Excerpted text>
+---+

Normalized telemetry is log data that has been reshaped into common terms before analysis begins. For identity security, that means consistent actor, action, source, and context fields that support search, baselining, and incident triage across systems.
Expanded Definition
Normalized telemetry is more than log collection. It is the practice of reshaping raw events into a shared schema before analysis so identity and security tools can interpret the same fields consistently. In NHI environments, the core dimensions usually include actor, action, target, source, outcome, and context. That consistency makes it easier to compare service account activity, API key usage, agent actions, and human access patterns across applications and infrastructure.
Definitions vary across vendors on how far normalization should go. Some treat it as field mapping only, while others include parsing, enrichment, timestamp harmonisation, and entity resolution. NHI Management Group treats normalization as the step that makes telemetry usable for search, baselining, and triage without forcing analysts to decode each source format separately. The idea aligns with broader monitoring and detection outcomes in the NIST Cybersecurity Framework 2.0, even though NIST does not prescribe one universal telemetry schema.

+---+

Exercises to complete>
1. In the normalized telemetry passage, which core dimensions does normalization usually include in NHI environments?
2. Write the next paragraph of the normalized telemetry passage, picking up right after its final sentence.

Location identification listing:
+---+

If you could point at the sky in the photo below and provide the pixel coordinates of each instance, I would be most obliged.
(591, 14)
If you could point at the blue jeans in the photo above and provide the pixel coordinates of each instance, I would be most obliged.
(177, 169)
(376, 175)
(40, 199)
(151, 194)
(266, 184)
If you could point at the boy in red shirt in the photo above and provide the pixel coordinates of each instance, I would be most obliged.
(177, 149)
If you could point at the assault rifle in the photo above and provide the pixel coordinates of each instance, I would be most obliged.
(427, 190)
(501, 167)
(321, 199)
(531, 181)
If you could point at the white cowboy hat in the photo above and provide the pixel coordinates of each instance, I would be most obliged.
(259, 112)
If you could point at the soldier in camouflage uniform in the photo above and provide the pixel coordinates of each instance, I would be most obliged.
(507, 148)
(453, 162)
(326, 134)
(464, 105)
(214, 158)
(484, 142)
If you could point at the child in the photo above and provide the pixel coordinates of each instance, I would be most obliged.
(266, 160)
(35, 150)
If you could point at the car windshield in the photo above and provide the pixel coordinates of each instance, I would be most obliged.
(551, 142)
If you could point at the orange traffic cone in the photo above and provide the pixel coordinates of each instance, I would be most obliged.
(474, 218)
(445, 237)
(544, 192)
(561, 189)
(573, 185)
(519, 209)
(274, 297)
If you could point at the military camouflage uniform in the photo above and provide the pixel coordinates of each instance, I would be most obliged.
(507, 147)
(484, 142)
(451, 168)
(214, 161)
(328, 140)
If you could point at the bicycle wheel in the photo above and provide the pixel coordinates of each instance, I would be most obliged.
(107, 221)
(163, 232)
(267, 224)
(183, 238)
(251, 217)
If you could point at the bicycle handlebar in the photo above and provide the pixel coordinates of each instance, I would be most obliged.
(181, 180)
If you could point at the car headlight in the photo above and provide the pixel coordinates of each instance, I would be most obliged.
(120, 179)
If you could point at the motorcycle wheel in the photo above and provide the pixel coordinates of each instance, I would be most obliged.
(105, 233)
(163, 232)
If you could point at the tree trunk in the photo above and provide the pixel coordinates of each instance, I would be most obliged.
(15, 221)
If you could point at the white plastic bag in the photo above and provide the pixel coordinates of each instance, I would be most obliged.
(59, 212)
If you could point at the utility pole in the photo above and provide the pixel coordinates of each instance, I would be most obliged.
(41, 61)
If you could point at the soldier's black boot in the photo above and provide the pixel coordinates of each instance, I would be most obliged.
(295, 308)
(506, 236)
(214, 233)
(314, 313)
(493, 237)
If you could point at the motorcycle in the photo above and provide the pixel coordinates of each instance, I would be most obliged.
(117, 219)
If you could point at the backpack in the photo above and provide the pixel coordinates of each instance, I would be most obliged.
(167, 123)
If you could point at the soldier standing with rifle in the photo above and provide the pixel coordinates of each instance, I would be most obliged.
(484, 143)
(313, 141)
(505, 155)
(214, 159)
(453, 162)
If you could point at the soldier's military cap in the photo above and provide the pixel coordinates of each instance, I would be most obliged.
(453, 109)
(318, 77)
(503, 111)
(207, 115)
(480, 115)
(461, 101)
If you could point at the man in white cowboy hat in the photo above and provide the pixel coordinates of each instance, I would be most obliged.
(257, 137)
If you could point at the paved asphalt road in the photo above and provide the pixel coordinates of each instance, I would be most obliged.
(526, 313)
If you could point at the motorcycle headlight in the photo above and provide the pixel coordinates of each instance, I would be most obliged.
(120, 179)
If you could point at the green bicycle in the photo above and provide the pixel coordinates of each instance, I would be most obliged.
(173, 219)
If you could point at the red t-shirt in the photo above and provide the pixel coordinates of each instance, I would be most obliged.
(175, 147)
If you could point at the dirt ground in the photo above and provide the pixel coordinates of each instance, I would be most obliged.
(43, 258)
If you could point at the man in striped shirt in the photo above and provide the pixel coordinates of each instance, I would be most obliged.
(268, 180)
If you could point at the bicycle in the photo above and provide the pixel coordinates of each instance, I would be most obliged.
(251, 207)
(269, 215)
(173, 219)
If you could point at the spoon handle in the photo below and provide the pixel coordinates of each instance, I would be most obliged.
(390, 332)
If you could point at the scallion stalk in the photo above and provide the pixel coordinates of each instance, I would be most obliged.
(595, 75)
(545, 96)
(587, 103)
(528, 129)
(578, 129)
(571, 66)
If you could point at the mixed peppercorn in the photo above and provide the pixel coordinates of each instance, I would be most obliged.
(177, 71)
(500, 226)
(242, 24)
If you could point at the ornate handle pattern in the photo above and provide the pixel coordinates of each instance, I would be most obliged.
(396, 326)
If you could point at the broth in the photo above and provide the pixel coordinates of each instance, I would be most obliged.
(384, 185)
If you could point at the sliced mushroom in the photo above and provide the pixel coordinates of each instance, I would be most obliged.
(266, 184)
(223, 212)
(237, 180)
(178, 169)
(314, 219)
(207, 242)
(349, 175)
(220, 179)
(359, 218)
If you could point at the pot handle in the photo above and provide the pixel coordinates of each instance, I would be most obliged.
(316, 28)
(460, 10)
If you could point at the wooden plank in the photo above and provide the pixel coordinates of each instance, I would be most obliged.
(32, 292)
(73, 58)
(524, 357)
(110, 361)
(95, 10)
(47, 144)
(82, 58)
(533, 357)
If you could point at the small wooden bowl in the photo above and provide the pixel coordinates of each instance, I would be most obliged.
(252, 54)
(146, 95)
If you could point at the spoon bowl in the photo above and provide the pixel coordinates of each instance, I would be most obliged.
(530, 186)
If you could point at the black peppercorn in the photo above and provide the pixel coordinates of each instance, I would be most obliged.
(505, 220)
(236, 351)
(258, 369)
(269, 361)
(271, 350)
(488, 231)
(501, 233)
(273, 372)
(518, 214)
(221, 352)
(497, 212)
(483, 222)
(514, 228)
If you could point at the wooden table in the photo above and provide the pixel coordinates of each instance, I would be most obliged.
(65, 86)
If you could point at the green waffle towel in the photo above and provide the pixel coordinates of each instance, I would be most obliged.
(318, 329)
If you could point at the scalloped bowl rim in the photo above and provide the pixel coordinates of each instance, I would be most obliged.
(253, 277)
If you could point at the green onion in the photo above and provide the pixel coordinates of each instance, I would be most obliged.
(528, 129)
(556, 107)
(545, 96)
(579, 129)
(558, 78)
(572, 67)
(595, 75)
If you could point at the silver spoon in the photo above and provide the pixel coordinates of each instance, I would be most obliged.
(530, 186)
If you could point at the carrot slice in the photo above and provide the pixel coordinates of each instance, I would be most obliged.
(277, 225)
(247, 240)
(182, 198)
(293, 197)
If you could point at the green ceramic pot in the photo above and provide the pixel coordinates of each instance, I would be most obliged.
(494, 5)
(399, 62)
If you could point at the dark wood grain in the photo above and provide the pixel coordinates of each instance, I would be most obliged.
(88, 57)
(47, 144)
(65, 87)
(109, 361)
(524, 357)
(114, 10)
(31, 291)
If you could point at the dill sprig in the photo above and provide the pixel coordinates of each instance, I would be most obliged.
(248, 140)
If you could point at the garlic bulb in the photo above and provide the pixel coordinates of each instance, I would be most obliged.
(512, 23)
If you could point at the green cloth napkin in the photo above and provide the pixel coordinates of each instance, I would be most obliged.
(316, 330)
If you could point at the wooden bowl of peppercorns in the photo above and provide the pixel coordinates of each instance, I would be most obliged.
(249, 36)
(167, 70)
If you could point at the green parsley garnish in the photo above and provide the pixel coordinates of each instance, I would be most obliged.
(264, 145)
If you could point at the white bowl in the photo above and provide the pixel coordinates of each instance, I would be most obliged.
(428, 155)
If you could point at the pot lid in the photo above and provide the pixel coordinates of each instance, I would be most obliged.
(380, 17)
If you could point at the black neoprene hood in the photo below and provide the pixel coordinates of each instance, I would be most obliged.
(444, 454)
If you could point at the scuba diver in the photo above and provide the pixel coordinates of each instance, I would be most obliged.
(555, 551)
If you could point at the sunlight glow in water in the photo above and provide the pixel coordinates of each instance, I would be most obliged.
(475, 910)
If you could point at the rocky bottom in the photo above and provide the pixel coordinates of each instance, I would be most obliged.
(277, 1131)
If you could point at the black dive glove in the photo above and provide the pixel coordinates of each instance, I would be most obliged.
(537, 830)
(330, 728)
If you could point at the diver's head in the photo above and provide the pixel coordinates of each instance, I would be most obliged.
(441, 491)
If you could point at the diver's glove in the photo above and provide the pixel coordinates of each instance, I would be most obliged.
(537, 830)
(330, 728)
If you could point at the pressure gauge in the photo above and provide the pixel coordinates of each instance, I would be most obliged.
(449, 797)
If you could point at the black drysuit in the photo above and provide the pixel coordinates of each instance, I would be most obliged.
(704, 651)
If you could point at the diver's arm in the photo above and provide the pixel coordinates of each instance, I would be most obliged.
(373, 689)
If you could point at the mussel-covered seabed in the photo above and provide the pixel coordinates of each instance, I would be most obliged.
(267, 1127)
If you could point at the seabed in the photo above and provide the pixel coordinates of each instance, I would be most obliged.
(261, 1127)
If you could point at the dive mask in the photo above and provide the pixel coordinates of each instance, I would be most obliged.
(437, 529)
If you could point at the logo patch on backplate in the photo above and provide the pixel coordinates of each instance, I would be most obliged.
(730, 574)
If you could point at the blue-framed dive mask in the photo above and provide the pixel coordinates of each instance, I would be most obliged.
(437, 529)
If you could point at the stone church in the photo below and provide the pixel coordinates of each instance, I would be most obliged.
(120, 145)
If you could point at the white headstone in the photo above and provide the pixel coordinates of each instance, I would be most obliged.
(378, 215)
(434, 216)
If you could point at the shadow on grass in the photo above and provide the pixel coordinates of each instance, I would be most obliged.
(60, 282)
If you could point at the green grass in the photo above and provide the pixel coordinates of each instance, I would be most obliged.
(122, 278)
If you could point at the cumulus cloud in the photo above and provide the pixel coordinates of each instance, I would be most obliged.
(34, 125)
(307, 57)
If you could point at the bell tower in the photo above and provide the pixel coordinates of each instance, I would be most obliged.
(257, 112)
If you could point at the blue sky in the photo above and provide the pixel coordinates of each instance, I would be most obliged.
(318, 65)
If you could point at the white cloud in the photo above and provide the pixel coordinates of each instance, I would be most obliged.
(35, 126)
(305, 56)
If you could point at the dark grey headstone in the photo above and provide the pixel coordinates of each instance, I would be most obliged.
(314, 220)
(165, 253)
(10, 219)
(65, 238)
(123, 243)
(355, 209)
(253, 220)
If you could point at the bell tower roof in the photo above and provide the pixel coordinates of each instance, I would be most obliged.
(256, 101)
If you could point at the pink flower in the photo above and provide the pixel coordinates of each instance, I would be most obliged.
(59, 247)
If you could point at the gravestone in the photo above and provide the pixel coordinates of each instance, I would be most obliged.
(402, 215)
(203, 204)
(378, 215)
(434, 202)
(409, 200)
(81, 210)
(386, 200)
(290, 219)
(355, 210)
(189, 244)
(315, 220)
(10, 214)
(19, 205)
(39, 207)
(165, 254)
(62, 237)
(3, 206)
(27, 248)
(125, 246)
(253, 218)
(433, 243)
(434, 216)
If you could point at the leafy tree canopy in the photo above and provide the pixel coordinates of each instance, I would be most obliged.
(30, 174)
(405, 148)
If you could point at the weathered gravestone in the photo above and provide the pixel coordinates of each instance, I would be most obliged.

+---+

Set of answers>
1. Actor, action, target, source, outcome, and context.

2.
The most common misapplication is calling raw ingestion normalized, which occurs when teams forward events into a SIEM but leave inconsistent field names, missing identity context, and source-specific labels intact.
Examples and Use Cases
Implementing normalized telemetry rigorously often introduces schema governance and parsing overhead, requiring organisations to weigh faster investigation against the cost of maintaining mappings as sources change.
- A service account login from Kubernetes, a cloud audit log, and an API gateway event all map to the same actor and source fields, allowing analysts to trace one NHI across systems.
- Secrets manager access events are normalized so rotations, reads, failures, and deletions can be baselined against the same action taxonomy.
- Agent tool execution logs are reshaped to show which AI agent invoked which tool, from where, and with what result, supporting review of autonomous actions.
- Endpoint and SaaS telemetry are standardized so anomalous privilege use can be correlated with the identity that actually performed the action, not just the system that emitted the event.
- The NHI Management Group guide on Ultimate Guide to NHIs is useful context for why visibility and lifecycle controls depend on trustworthy telemetry, while NIST Cybersecurity Framework 2.0 helps frame the monitoring and response outcomes this data supports.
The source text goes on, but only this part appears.